Exercise brief: In the entries that follow, how many lines hold "counter"? Nothing but the number is expected.

Data shown:

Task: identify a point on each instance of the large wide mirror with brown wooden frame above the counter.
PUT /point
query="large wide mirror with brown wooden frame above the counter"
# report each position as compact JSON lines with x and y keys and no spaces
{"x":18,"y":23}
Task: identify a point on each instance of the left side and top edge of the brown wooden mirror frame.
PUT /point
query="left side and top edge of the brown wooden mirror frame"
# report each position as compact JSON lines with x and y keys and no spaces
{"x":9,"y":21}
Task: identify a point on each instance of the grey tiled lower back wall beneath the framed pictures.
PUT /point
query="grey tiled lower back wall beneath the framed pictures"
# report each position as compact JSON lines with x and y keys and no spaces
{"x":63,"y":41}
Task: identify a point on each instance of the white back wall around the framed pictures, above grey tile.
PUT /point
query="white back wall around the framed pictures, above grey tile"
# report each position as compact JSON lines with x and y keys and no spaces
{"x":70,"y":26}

Your response: 2